■ Source:
-=-=-=-=-

Arduino Shield CHULA (Block Diagram)

The mastermind of this design is of course the Arduino Nano Every. It handles the user input from the rotary encoder and displays the status on the 128 x 64 px oled display. The Nano also programs the LMX2594 (VCO/PLL), which is the workhorse of this generator.

The LMX2594 has 2 differential outputs which are almost identical. We need only one, and from this one only a single output, as broadband transformers for this frequency range are extremely hard to find. (We are in the year 2019 :-)

Directly after the LMX2594 is an attenuator (HMC939, 1.0 dB LSB GaAs MMIC 5-BIT DIGITAL ATTENUATOR, 0.1 - 33 GHz). As the name suggests, it is from Hittite/Analog Devices.

Finally an amplifier (HMC462 from Hittite/Analog Devices) shall increase the signal level to +10 dBm. This amplifier has the advantage, that the bias is built in already. Unfortunately this limits also the output frequency range, as the minimum frequency is 2 GHz. See "Hints" for more information.

The device is equipped with a VCXO running at 100 MHz. It needs a stable 10 MHz at the rear BNC connector. In case that is not provided, the VCXO runs at 99.997058 MHz. As the Lock-Status is monitored by the Arduino, one could compensate for that. We don't do that. We lock it.

The device is powered by a 9 V, 800 mA Plug-in power supply.

Specifications :

Frequency Range1.999 GHz to 9.999 GHz
Resolution1 Hz (datasheet says 47 mHz is possible, but the display says 1 Hz is enough)

-=-=-=-=-

■ What is being asked:
Can you quote the Arduino shield text word for word, everything from "Directly after the" down to "We lock it."?

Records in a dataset
-=-=-=-=-

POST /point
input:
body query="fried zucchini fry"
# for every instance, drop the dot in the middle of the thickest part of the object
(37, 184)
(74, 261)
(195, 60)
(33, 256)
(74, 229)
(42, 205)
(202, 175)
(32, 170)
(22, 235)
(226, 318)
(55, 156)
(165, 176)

-=-=-=-=-

■ Complete response:
Directly after the LMX2594 is an attenuator (HMC939, 1.0 dB LSB GaAs MMIC 5-BIT DIGITAL ATTENUATOR, 0.1 - 33 GHz). As the name suggests, it is from Hittite/Analog Devices.

Finally an amplifier (HMC462 from Hittite/Analog Devices) shall increase the signal level to +10 dBm. This amplifier has the advantage, that the bias is built in already. Unfortunately this limits also the output frequency range, as the minimum frequency is 2 GHz. See "Hints" for more information.

The device is equipped with a VCXO running at 100 MHz. It needs a stable 10 MHz at the rear BNC connector. In case that is not provided, the VCXO runs at 99.997058 MHz. As the Lock-Status is monitored by the Arduino, one could compensate for that. We don't do that. We lock it.